(Por hacer)
1. Según el fragmento citado, ¿con qué se combinaba el Ron Blanco para convertirlo en trago natural?
2. Transcribe del fragmento citado todo lo que va desde "Bueno, éramos machos" hasta "por la salsa.".

Un trago de whisky o la banda está borracha
Por Pedro Conrado Cúdriz
Los recuerdos no son brumosos, son, cómo decirlo, olorosos, sabrosos, con coco, con hielo y soda, o secos. Comencé a embriagarme primero con Ron Blanco, que combinábamos con Castalia y agua de coco para convertirlo en trago natural y por supuesto, bendecido por el líquido de la planta cocotera. Era, sigue siendo, un trago inmortal. Tendría algunos veintitrés años, o tal vez un poquito más, y el mundo me parecía no una mierda como hoy, sino una bacanería, un regalo en vida de algún dios dionisiaco que nos quería ver felices con un trago de aguardiente o ron.
En aquel tiempo consumía alcohol de viernes a domingo, la mayoría de las veces en la cantina de “Guillo”. Ahí aprendí a bailar la salsa dura de Ricardo Ray, Eddy Palmieri y La Fania All Star. Bailábamos sin pareja, solos, y en un ritual solitario de fiesta loca que duró años. Viernes, sábado y domingo. Bailar solo es un reto parecido al hombre que se enfrenta en solitario y en corraleja, contra un toro salvaje que no tiene madre.
Bueno, éramos machos y bailar solo no era mal visto, todo lo contrario, porque incluso en los matrimonios se abrían rondas para los solitarios, los salseros…
Santo Tomás, donde nací involuntariamente como todo el mundo que nace en Barranquilla, era una aldea perdida en la conciencia de la nación, tan tranquila que aburría, y la fiesta era la que la sacaba de la somnolencia del aburrimiento, y la cantina era una fiesta larga los fines de semana: picó, cigarros, alcohol, cervezas y piernas y zapatos y baile. Sin putas, como toda cantina de pueblo.
“Ese viaje era la putería,” me dice hoy un viejo amigo cómplice de esas parrandas alcohólicas, excusables solo por la salsa.
Ahora sé que a pesar del consumo de tiempo que implicaba la parranda, fue necesaria para volvernos hombres, en el sentido del reloj, pero también en el sentido de la madurez mental. ¡Qué tiempos aquellos!, me dice el “Pipo” Truyol cada vez que se acuerda que el desempleo y la falta de dinero no amainaban nuestros deseos de diversión salsera. Claro, éramos unos pelaos hambrientos de vida.

(Registros de datos)

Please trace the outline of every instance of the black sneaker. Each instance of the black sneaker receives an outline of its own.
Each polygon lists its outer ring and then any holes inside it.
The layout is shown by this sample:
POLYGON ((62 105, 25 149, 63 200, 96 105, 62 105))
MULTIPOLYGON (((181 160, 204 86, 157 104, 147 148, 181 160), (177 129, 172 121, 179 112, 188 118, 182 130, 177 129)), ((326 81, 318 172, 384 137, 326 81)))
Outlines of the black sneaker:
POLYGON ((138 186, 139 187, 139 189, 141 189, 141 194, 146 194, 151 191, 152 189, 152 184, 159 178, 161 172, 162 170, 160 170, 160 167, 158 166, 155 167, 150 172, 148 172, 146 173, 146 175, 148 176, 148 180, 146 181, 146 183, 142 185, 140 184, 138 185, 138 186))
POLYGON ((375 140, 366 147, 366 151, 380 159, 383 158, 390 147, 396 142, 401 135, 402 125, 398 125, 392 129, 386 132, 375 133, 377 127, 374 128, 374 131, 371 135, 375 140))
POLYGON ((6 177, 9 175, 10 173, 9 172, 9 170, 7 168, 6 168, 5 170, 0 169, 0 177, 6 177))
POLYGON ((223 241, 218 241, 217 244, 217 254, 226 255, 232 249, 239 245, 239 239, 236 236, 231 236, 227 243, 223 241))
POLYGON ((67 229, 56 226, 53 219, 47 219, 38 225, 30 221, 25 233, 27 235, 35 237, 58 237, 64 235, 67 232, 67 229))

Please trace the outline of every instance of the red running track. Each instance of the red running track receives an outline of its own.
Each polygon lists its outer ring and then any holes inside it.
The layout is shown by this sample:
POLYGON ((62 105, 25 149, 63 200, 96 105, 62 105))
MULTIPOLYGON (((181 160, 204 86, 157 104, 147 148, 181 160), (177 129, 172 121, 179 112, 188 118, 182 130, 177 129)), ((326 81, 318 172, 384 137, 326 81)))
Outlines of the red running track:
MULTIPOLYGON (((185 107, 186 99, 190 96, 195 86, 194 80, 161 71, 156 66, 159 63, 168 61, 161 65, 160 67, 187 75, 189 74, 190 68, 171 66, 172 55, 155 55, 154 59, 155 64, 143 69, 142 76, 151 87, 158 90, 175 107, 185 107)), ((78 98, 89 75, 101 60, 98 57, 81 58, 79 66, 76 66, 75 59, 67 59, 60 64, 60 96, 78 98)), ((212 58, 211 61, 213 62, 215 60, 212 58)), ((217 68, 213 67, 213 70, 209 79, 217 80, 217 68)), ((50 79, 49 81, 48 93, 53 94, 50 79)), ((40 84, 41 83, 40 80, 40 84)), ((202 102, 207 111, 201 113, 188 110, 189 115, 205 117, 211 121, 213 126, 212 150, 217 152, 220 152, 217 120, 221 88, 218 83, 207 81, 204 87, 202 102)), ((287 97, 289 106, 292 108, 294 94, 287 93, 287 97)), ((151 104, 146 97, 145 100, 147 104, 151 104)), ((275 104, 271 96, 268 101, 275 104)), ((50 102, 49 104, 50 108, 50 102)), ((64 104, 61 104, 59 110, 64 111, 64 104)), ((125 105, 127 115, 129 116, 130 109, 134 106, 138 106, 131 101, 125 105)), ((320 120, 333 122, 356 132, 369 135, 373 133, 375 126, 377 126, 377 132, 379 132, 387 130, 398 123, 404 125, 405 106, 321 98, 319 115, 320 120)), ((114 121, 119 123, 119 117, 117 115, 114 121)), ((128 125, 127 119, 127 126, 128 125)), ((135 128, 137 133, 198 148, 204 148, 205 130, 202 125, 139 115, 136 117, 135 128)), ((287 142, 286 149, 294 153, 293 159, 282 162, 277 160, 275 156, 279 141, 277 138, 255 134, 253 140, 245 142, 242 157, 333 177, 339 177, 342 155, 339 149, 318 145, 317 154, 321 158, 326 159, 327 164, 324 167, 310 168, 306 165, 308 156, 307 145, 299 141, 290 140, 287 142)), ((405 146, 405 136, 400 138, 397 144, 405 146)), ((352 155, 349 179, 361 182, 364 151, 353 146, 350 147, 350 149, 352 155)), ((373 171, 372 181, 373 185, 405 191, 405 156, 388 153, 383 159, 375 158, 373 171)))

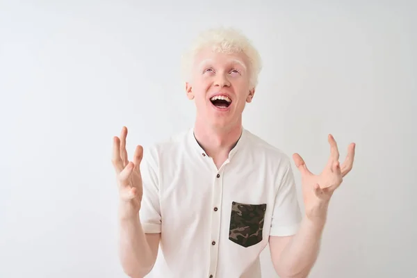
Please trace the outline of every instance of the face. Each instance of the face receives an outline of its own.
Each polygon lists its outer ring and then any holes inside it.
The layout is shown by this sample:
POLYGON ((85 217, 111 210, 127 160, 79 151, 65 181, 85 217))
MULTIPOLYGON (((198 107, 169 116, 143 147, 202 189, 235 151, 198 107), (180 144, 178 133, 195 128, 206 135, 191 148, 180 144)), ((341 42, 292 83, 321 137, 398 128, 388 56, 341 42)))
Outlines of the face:
POLYGON ((245 106, 252 101, 254 93, 250 74, 244 54, 226 54, 211 49, 199 52, 191 81, 186 85, 188 99, 195 101, 197 120, 218 128, 241 124, 245 106))

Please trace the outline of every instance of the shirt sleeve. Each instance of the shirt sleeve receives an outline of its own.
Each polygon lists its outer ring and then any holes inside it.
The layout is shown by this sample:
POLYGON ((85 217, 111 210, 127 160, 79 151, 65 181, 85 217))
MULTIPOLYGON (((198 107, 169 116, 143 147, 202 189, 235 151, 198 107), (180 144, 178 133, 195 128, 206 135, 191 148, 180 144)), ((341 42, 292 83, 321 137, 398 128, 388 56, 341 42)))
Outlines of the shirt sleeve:
POLYGON ((145 234, 161 233, 161 206, 158 179, 157 152, 144 151, 140 163, 143 195, 139 217, 145 234))
POLYGON ((302 220, 294 174, 291 163, 288 161, 287 164, 284 174, 280 174, 281 178, 275 197, 270 236, 288 236, 295 234, 298 231, 302 220))

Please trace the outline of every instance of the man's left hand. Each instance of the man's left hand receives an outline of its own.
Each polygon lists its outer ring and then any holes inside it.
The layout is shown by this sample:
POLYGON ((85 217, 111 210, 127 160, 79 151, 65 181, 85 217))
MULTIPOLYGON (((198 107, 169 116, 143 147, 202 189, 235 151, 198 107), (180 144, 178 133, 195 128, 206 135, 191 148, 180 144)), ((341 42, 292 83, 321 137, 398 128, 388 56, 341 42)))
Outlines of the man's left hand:
POLYGON ((302 195, 306 216, 312 221, 325 221, 329 202, 334 190, 341 185, 343 177, 352 170, 356 145, 351 143, 348 155, 341 165, 339 152, 336 140, 329 134, 330 157, 319 175, 311 173, 300 154, 294 154, 293 158, 301 172, 302 195))

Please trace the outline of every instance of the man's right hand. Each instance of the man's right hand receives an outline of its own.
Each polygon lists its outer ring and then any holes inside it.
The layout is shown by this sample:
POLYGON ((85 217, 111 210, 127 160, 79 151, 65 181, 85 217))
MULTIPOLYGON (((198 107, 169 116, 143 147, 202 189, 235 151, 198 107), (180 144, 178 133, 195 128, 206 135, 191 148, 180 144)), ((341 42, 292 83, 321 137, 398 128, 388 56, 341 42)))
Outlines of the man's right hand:
POLYGON ((113 138, 112 163, 116 171, 119 195, 120 216, 122 219, 136 218, 140 209, 142 188, 140 165, 143 156, 143 148, 138 145, 133 161, 129 161, 126 151, 127 128, 123 126, 120 138, 113 138))

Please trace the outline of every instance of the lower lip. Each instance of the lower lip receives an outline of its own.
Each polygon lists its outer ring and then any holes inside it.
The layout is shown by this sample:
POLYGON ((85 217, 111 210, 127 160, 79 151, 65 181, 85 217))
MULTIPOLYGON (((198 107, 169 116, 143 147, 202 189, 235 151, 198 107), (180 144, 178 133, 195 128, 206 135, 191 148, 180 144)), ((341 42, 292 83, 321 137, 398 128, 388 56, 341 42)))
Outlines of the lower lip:
POLYGON ((220 111, 220 112, 228 111, 230 110, 230 107, 231 106, 231 104, 229 104, 229 106, 227 106, 227 107, 218 107, 215 105, 211 103, 211 101, 210 101, 210 104, 211 104, 211 106, 213 106, 215 110, 216 110, 218 111, 220 111))

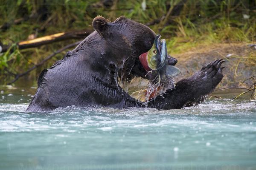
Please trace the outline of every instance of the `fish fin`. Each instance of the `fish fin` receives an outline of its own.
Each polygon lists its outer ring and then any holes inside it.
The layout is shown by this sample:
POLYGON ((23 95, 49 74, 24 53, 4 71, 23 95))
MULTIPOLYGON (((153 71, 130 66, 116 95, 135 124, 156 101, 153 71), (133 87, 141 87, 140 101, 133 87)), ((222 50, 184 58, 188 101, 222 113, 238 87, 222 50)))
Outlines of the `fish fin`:
POLYGON ((180 73, 180 70, 173 65, 166 65, 166 75, 168 77, 173 77, 180 73))

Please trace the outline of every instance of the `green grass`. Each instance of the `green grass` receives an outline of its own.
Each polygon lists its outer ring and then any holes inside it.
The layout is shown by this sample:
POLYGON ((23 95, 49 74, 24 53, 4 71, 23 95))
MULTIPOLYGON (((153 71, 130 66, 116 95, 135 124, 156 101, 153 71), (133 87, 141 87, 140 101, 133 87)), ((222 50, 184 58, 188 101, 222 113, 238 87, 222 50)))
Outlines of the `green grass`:
MULTIPOLYGON (((125 15, 144 24, 165 16, 160 23, 150 27, 166 39, 168 51, 172 54, 189 51, 201 45, 255 43, 255 0, 224 0, 218 1, 218 3, 214 0, 187 0, 180 13, 175 15, 172 7, 180 1, 146 0, 146 9, 143 10, 142 0, 114 0, 111 7, 104 7, 93 0, 46 0, 45 3, 43 0, 0 0, 0 25, 36 14, 36 17, 21 24, 12 25, 6 31, 0 31, 0 40, 4 44, 14 44, 26 40, 32 34, 40 37, 62 31, 92 29, 90 25, 93 18, 101 14, 111 20, 125 15), (249 16, 249 18, 244 18, 243 14, 249 16)), ((22 50, 16 48, 12 52, 0 54, 0 83, 6 83, 13 78, 9 72, 17 74, 26 71, 53 51, 75 41, 65 41, 22 50)), ((56 55, 32 71, 29 78, 35 80, 41 70, 61 59, 64 54, 56 55)))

(Soluciones del ejercicio)
1. Con Castalia y agua de coco.

2.
Bueno, éramos machos y bailar solo no era mal visto, todo lo contrario, porque incluso en los matrimonios se abrían rondas para los solitarios, los salseros…
Santo Tomás, donde nací involuntariamente como todo el mundo que nace en Barranquilla, era una aldea perdida en la conciencia de la nación, tan tranquila que aburría, y la fiesta era la que la sacaba de la somnolencia del aburrimiento, y la cantina era una fiesta larga los fines de semana: picó, cigarros, alcohol, cervezas y piernas y zapatos y baile. Sin putas, como toda cantina de pueblo.
“Ese viaje era la putería,” me dice hoy un viejo amigo cómplice de esas parrandas alcohólicas, excusables solo por la salsa.